[Supplied text]:

——————————

Raw Lasagna

This is from Vegan 100 by Gaz Oakley. It is a bit of work and oh so worth it!! Slice the zucchini as thin as possible for the best results. If you have leftovers it makes a great lunch!

“Cheese” sauce:

  • 1 c raw cashews, soaked for 1 hour, drained
  • 2 tbsp lemon juice
  • 2 tbsp nutritional yeast
  • 1 tsp thyme
  • 3/4 c almond milk
  • Salt and pepper

Place all ingredients in a food processor or blender and pulse till smooth. Pour into a container and chill in fridge.

Tomato Sauce:

  • 1/3 c sun dried tomatoes in oil, drained
  • 1 large tomato, chopped
  • 2 tbsp olive oil
  • 1 clove garlic
  • 4 tbsp water
  • 1 tbsp lemon juice
  • 1 tbps basil leaves

Combine in a food processor and pulse till almost smooth.

Pesto:

  • Handful of basil
  • Handful of parsley
  • 1/2 avocado
  • 2 tbsp olive oil
  • 1/4 c water
  • 1/2 c pine nuts
  • 1 clove garlic
  • 2 tbsp lemon juice
  • Salt and pepper

Combine in a food processor, pulse until smooth and chill till ready to use.

For lasagna:

  • 4 small zucchini, sliced thin as possible lengthwise
  • 2 large tomatoes, sliced thin
  • Basil leaves

On a plate layer zucchini sliced, basil leaves, tomato slices, spread on pesto, spoon on tomato sauce and spread “cheese” sauce, repeat.

Serve 4.

Taco Pizza

This recipe comes from Eating Well with a few minor tweaks. I found that 1/2 c a water was not adequate to bring the dough together so I added another 1/2 c. I also added a few more ingredients to the vegetarian delight!

——————————

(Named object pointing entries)
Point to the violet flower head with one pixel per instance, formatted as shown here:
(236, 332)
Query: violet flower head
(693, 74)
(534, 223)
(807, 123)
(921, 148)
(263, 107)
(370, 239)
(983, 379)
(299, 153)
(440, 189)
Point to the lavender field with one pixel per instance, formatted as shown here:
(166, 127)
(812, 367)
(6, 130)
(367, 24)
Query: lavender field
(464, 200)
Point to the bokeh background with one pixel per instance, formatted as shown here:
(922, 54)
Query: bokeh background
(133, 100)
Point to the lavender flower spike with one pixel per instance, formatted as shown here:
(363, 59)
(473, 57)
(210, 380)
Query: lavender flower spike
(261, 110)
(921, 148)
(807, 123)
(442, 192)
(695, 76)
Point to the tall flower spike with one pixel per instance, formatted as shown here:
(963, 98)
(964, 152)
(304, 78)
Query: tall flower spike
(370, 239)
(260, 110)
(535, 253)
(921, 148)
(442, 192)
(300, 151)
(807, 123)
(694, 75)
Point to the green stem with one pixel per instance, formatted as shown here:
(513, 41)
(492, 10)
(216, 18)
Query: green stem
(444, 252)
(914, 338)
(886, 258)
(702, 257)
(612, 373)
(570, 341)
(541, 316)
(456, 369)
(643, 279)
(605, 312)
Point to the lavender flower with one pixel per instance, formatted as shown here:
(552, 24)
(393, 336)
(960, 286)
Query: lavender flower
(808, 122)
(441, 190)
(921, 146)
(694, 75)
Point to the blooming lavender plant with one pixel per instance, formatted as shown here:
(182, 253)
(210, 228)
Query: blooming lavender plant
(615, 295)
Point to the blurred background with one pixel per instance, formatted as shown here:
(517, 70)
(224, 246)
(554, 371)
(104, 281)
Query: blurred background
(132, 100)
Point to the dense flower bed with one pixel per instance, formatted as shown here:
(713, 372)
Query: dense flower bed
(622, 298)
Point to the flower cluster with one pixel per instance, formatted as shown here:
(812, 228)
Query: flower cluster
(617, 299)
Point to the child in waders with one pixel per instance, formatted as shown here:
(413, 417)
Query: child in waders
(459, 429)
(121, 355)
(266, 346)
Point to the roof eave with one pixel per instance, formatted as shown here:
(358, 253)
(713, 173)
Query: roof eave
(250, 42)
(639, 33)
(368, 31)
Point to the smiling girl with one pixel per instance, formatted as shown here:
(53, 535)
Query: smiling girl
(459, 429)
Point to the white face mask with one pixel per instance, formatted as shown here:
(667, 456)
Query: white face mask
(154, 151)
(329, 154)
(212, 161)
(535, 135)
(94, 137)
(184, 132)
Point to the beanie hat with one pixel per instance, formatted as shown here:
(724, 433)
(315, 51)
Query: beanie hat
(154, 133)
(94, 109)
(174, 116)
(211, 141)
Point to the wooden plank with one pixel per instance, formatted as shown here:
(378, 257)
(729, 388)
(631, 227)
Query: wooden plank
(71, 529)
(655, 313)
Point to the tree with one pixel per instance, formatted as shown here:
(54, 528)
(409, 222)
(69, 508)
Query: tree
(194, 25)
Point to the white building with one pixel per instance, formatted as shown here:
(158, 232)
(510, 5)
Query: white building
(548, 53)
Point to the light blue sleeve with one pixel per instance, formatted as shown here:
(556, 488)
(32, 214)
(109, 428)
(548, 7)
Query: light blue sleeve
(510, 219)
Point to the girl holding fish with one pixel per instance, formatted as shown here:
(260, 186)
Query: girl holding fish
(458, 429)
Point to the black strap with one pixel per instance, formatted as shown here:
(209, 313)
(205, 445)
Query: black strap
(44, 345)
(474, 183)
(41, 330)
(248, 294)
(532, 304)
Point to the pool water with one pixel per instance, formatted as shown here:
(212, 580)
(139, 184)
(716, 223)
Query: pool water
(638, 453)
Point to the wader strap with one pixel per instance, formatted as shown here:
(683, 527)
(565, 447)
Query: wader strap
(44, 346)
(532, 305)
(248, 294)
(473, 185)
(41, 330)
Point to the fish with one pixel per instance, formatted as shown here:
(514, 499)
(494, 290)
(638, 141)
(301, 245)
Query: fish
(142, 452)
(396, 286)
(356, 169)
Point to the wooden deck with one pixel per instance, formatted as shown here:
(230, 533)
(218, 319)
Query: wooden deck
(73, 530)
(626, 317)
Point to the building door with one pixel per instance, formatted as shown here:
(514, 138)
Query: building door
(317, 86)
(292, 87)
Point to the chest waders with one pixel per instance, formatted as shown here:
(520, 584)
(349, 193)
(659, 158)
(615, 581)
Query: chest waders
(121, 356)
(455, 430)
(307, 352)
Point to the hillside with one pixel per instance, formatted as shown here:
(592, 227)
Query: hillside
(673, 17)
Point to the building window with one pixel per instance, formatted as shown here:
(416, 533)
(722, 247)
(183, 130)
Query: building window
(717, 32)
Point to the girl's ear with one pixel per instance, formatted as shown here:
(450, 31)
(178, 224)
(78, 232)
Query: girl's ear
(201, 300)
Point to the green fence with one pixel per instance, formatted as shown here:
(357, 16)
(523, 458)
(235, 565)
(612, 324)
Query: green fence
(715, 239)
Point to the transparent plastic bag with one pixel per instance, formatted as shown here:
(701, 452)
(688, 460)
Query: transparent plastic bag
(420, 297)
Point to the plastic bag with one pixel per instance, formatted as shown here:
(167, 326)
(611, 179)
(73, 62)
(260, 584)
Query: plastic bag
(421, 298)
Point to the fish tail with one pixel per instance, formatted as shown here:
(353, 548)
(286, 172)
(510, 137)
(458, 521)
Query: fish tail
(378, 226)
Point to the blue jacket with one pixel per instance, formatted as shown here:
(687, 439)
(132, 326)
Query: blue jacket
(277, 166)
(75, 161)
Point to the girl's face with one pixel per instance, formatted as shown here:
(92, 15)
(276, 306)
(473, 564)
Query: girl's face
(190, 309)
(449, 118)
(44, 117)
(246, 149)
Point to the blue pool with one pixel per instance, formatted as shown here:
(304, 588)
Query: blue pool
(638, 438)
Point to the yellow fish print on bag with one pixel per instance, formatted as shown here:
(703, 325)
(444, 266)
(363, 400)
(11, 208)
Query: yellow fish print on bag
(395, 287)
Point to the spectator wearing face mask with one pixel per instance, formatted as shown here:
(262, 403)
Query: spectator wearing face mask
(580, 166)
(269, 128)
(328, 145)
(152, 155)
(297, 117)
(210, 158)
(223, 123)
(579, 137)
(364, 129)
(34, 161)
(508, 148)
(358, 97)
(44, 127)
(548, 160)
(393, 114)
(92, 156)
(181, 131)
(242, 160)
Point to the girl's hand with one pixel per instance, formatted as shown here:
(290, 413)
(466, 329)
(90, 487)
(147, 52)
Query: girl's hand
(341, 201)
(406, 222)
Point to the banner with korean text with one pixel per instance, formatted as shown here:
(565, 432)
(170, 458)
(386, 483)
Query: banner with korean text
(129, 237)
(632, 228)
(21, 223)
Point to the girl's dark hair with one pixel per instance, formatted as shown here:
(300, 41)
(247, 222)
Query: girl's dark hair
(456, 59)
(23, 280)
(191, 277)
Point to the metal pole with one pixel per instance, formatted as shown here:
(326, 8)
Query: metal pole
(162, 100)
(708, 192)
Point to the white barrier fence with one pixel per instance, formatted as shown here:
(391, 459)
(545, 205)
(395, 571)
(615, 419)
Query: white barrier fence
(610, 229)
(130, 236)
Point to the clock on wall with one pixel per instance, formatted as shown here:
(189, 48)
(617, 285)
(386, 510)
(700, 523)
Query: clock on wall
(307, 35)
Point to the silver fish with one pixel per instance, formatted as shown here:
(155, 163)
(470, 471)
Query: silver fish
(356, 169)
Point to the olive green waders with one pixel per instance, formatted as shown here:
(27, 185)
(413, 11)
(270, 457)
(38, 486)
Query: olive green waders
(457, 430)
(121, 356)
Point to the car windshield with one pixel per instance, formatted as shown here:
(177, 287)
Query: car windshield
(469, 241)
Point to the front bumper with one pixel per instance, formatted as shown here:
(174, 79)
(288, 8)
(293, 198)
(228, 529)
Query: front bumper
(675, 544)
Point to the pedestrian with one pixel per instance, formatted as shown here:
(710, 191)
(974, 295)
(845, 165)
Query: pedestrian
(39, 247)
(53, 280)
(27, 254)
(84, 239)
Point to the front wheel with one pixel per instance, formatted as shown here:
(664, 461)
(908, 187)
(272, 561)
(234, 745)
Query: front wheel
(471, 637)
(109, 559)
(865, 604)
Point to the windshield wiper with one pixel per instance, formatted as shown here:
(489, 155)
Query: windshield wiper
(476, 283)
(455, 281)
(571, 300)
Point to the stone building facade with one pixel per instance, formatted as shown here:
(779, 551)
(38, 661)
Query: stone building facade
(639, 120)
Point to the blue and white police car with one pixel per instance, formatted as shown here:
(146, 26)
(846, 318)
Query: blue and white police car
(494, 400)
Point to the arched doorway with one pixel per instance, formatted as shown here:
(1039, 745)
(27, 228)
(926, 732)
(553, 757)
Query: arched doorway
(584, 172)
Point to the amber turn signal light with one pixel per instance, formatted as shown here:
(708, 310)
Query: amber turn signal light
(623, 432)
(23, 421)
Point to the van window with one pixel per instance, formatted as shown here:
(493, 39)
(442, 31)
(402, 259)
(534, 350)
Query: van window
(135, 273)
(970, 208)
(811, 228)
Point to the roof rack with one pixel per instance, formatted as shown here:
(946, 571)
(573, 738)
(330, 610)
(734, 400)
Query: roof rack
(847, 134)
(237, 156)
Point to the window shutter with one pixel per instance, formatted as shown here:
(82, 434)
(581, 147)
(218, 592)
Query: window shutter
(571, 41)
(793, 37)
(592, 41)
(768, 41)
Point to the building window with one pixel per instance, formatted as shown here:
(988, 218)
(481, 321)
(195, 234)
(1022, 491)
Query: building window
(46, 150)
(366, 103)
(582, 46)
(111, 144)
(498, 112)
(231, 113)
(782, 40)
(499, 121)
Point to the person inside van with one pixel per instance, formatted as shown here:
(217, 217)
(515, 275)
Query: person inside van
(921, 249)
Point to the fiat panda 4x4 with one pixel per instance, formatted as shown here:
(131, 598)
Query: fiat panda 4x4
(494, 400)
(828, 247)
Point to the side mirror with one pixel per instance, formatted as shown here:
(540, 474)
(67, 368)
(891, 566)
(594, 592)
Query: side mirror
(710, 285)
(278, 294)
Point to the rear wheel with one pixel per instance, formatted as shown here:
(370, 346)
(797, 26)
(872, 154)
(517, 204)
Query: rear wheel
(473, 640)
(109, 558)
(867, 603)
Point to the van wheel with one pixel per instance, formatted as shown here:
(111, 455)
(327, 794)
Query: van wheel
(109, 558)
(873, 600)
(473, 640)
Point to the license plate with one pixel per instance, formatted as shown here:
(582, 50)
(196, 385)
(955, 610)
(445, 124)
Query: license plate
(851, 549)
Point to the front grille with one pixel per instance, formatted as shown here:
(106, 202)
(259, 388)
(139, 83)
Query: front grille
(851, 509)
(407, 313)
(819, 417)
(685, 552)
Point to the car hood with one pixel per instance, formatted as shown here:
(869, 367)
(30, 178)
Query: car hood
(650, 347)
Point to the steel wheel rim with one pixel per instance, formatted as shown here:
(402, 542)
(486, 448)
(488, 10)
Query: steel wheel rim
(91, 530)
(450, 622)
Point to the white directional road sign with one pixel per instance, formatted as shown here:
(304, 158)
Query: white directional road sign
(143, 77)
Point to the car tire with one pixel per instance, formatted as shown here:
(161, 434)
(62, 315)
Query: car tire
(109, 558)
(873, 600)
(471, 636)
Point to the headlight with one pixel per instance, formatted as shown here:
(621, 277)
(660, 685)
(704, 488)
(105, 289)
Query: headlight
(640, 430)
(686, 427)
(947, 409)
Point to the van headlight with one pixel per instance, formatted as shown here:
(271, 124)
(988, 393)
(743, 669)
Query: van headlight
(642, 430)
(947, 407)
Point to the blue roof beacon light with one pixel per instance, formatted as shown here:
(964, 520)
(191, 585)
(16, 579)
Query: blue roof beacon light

——————————

[What you should do]:
Write the next part of the recipe page, starting right after its final sentence.

[Response to this exercise]:
  • 2 large eggs
  • 1 1/2 c masa harina
  • ½ c sliced scallions
  • ½ – 1 c water
  • 1 tbsp chili powder
  • 1 tsp garlic powder
  • ¼ tsp salt
  • 1 can black beans, heated and mashed
  • 1 c shredded pepper Jack cheese
  • 2 c shredded romaine lettuce
  • 1 medium ripe avocado, thinly sliced
  • ¼ c slivered red onion
  • ½ c pico de gallo or fresh salsa
  • 1/4 c crema
  • Sliced olives

Position rack in upper third of oven; preheat to 400°F. Line a large rimmed baking sheet with parchment paper. Beat eggs in a medium bowl.

Mix in masa, scallions, water, chili powder, garlic powder and salt. Spread evenly on the prepared baking sheet into a 9-by-11-inch oval. Bake the crust until lightly browned, about 10 minutes.

Spread beans on the crust and sprinkle with cheese. Bake until the cheese is melted, about 5 minutes more. Top the pizza with romaine, avocado, onion, pico de gallo, olives and cilantro. Drizzle with crema.

Serves 4.

Grilled Romanesco Salad

This salad is so good I love the combo of hot and cool and soft and crunchy.

  • 3 c parsley sprigs
  • 1 c basil sprigs

• 1/3 c plus 2 tablespoons extra-virgin • 3 cups loosely packed parsley sprigs

  • 1 cup loosely packed basil sprigs

• 1/3 olive oil

  • Salt  andPepper
  • 2 c 1 1/2-inch Romanesco florets
  • 1 garlic clove, minced
  • 2 tsp lemon zest
  • 3 tbsp lemon juice
  • 1 head of butter lettuce, leaves torn
  • 1/2 c cherry tomatoes, halved
  • 1 medium, firm-ripe Hass avocado, diced

Light a grill or preheat a grill pan. Tie the parsley and basil together with kitchen string to make a bouquet. Drizzle with
1 tbsp of the olive oil and season with salt and pepper.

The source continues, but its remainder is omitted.